-- Begin DOCUMENT EXCERPT --

The very poorest districts are, indeed, very Democratic. At the extreme, the poorest district (NY16) is also the most Democratic (Cook PVI is D + 43).  But above a median income of about 30,000, there is only a modest relationship, and, what there is points to wealthier districts being more Democratic..... hmmm.

When results surprise you in this way, one thing that may be going on is that there is some third variable that is affecting the relationship.  I know that people in rural areas have different views than those in urban areas....

The language I used to draw these plots R offers a tool called conditioning plots, that lets you look at three variables in an interesting way.  You divide the third variable into groups, and then plot the first two in each group.   Easier to show than tell:

Each panel of the graph is congressional districts of a certain level of urban-ness.  The lower left is less than 50% urban, lower right is 50-75%, upper left is 75-90% and upper right is over 90% urban.  (Note, it is probably better to think of 'urban' as 'urban or suburban' or, perhaps 'rural').  This is interesting!

First thing that strikes me is that there is almost no relationship between median income and Cook PVI except in the highly urban districts, where it is strong and in the expected direction: Higher median income = more Republican.

Next, we can see that more urban districts are, generally, more Democratic: All but one of the districts with Cook PVI over D+20 are over 90% urban.

Third, all the high income districts are mostly urban.  Of districts with median income above \$60,000 or so, none were mostly rural, and most were 90%+ Urban.

Graphs are good for exploration, now let's look at a model.  In specific, let's look at several regression models, with the dependent variable being Cook PVI and the IVs being different combinations of urban and median income.

First, Cook PVI as a function of median income (I measured median income in thousands of dollars):
The resulting equation is:
CookPVI = 3.69 - .051*MedInc.

-- End DOCUMENT EXCERPT --

#### [WORK REQUIRED]
Transcribe the stretch of the passage on district income and partisan lean from "First thing that" through "are over 90% urban.".

-- Begin DATA LINES --

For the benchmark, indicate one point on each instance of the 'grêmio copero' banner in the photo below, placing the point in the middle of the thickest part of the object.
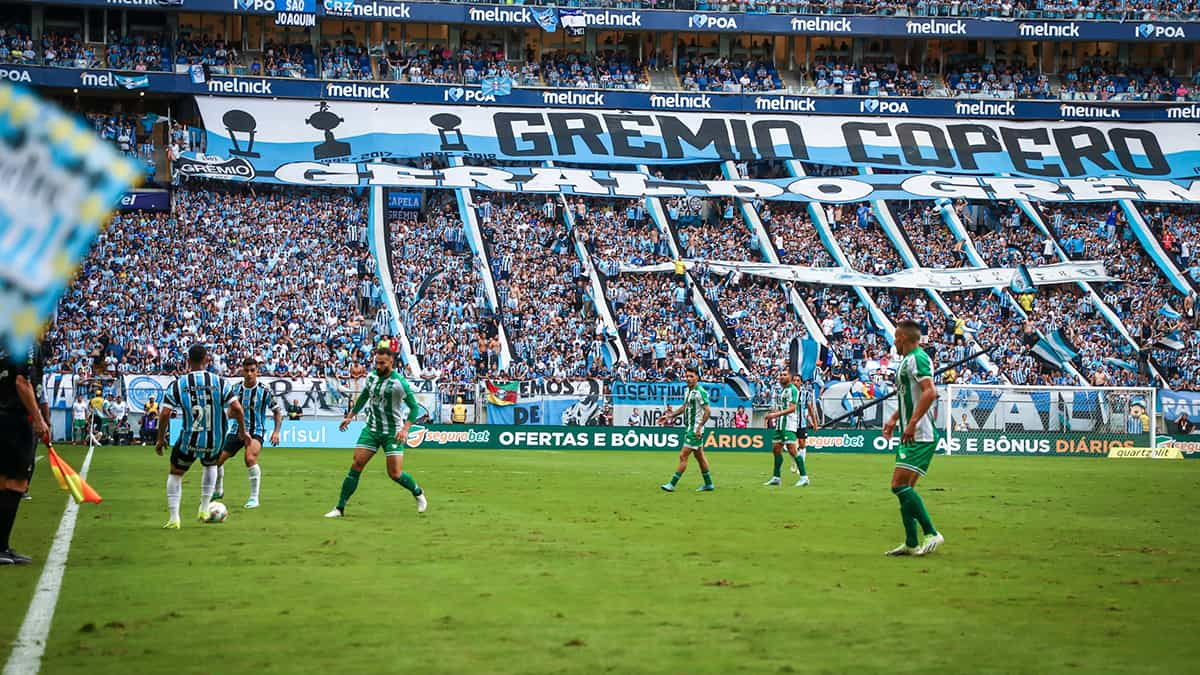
(271, 133)
(636, 185)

-- End DATA LINES --

#### [RESPONSE]
First thing that strikes me is that there is almost no relationship between median income and Cook PVI except in the highly urban districts, where it is strong and in the expected direction: Higher median income = more Republican.

Next, we can see that more urban districts are, generally, more Democratic: All but one of the districts with Cook PVI over D+20 are over 90% urban.